##### Extracted data

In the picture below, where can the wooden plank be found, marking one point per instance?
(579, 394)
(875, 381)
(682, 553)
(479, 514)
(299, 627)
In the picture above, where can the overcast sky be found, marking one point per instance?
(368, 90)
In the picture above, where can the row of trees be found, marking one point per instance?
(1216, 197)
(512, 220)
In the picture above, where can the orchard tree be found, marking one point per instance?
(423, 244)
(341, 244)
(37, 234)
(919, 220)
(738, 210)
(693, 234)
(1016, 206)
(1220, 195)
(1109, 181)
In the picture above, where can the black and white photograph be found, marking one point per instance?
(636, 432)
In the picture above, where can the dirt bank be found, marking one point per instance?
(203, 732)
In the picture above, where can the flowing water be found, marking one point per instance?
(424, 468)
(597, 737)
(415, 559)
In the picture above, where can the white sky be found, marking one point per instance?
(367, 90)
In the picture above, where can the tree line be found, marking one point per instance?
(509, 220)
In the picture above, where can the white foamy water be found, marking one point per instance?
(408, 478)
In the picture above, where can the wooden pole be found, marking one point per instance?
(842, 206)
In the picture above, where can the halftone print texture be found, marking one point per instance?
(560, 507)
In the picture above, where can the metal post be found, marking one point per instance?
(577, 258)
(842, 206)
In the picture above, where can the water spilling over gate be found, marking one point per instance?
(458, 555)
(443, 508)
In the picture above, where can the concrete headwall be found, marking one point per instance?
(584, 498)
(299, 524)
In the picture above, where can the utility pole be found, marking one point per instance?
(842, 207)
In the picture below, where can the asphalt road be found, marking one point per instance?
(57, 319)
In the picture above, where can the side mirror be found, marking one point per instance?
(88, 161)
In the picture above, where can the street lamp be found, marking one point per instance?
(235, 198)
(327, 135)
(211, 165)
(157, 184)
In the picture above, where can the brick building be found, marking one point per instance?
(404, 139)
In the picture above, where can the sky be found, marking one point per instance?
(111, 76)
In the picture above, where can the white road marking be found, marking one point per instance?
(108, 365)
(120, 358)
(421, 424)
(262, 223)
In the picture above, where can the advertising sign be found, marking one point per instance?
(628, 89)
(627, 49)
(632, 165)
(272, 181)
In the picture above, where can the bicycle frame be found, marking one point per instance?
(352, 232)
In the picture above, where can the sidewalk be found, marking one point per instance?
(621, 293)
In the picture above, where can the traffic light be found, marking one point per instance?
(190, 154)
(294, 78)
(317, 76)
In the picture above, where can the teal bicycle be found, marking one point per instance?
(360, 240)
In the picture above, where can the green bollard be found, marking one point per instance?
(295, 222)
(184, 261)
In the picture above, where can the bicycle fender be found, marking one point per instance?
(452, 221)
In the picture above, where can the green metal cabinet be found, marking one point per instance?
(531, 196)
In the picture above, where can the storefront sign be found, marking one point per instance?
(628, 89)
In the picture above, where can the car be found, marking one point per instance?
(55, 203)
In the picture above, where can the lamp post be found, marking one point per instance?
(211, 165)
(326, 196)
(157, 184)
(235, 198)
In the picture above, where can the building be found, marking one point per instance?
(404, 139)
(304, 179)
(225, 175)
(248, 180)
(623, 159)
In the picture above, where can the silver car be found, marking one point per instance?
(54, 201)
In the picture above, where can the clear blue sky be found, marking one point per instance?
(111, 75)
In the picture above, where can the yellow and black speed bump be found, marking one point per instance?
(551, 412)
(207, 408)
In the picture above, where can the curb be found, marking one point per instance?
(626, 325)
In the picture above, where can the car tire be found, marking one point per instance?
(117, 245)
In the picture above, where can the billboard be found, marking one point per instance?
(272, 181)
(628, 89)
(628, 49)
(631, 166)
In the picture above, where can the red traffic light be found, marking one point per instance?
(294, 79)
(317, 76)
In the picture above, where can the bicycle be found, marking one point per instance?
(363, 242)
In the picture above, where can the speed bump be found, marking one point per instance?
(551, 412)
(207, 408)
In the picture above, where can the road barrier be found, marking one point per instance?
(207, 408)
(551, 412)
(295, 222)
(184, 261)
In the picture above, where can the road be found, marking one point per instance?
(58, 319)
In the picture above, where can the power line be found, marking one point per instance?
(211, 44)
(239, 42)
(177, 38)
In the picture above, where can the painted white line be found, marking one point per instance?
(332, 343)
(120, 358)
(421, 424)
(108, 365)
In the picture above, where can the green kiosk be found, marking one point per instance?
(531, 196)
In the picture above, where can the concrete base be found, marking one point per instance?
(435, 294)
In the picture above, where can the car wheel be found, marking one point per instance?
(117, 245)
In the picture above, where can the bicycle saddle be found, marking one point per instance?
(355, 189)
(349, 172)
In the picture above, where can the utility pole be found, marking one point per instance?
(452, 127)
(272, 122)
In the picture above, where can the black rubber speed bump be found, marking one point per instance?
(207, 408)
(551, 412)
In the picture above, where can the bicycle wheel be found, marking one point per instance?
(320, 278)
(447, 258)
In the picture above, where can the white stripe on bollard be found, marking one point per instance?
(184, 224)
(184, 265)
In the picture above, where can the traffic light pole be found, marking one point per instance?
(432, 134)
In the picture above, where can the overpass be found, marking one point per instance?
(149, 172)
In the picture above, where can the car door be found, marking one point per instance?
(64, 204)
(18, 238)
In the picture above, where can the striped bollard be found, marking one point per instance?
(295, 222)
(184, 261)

##########
##### Extracted data

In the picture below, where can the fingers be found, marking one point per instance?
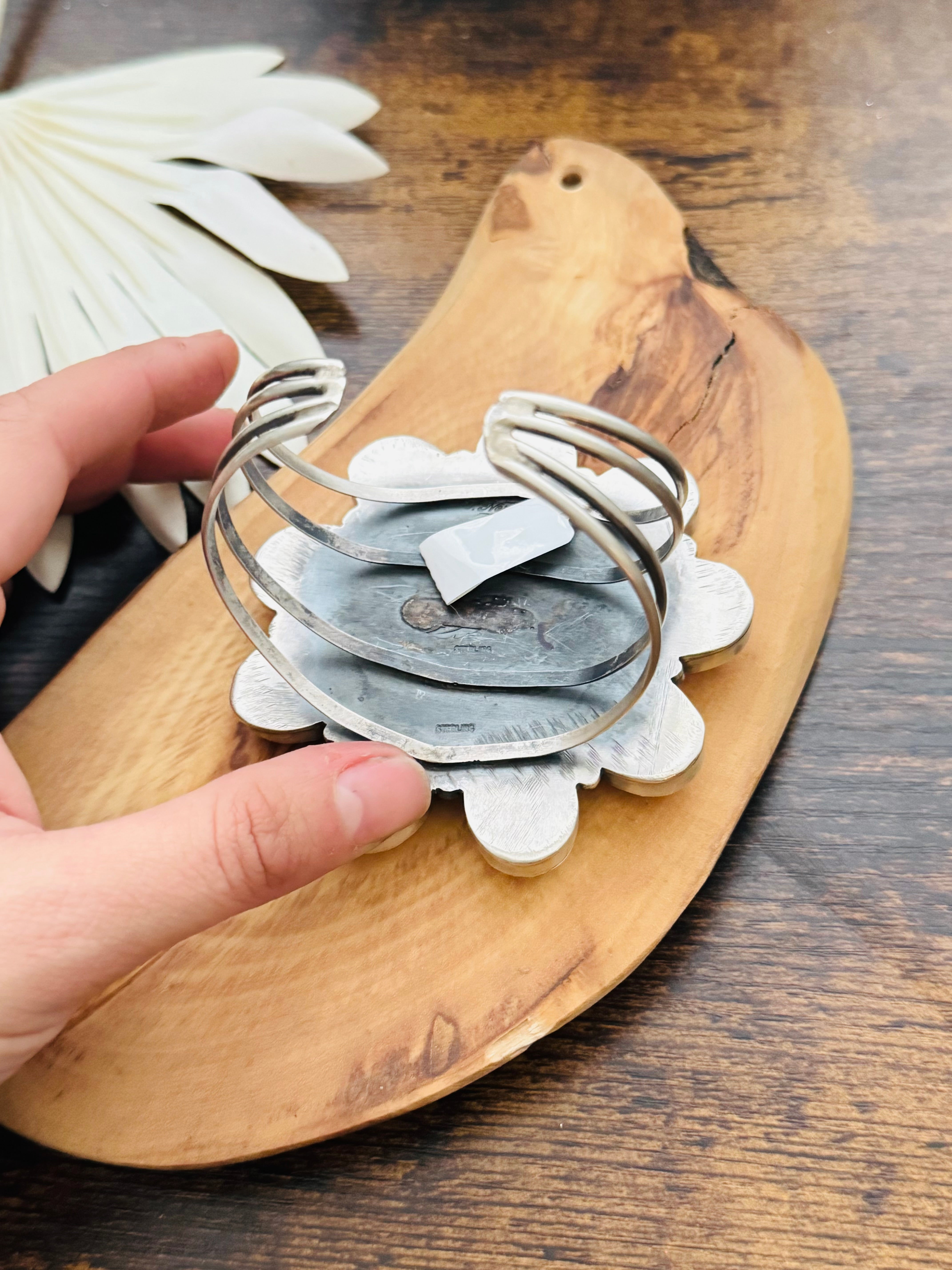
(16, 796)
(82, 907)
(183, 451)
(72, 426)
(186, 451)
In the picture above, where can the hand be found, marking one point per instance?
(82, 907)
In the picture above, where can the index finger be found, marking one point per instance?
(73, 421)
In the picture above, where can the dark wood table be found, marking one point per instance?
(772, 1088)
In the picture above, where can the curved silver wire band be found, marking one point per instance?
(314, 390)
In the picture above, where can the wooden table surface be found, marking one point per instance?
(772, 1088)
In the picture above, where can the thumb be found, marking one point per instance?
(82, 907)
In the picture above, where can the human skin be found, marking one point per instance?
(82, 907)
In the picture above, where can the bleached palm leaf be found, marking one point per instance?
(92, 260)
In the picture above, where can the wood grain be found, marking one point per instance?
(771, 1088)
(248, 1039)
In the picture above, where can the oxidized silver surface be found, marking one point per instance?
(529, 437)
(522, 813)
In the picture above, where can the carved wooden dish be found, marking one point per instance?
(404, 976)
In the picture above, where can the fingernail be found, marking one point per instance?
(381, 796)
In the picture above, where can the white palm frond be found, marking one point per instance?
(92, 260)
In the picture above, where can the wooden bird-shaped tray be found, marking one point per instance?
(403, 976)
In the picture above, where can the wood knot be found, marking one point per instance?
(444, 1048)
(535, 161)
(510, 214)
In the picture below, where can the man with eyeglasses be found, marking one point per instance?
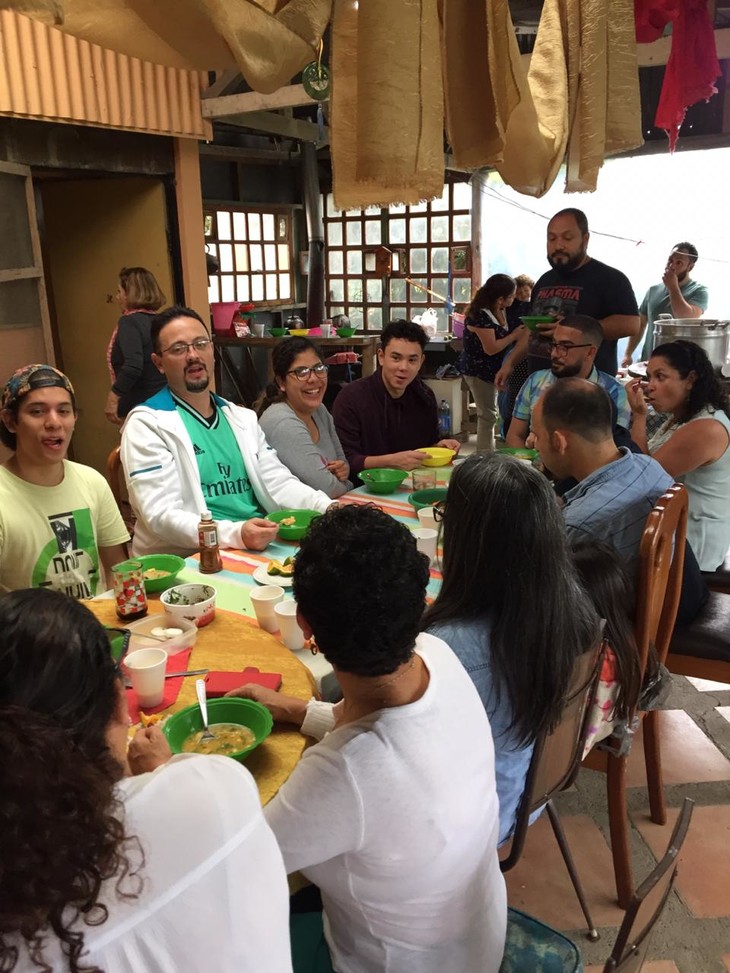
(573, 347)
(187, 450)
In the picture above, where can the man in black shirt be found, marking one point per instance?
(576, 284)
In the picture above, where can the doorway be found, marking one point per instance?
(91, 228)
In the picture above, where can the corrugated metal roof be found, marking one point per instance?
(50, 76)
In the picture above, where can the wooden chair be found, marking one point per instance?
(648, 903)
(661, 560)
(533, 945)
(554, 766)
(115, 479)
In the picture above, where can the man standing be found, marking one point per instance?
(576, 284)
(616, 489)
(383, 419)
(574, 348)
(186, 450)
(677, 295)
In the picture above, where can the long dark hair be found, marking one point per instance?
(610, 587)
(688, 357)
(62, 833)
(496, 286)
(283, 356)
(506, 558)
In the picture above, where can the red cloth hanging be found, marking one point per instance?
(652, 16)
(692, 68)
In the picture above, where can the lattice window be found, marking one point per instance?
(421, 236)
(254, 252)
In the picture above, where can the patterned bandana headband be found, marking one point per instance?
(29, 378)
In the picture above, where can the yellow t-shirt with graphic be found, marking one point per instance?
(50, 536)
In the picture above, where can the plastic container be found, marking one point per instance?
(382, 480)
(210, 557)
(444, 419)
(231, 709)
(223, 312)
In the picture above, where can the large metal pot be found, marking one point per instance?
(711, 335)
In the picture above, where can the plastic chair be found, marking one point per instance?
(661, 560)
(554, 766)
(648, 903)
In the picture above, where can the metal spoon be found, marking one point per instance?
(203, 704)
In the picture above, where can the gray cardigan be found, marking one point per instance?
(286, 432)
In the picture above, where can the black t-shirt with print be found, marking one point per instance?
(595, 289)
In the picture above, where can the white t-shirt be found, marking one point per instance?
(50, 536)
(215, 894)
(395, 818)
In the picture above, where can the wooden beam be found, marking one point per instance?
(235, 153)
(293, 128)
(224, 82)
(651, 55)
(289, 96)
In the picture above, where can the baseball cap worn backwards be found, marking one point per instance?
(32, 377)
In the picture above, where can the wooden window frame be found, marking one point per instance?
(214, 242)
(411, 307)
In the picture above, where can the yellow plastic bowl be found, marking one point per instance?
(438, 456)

##########

Exercise goal.
How many of the lines above contain the word "concrete", with case taken into account? Give only the number.

Exercise result.
2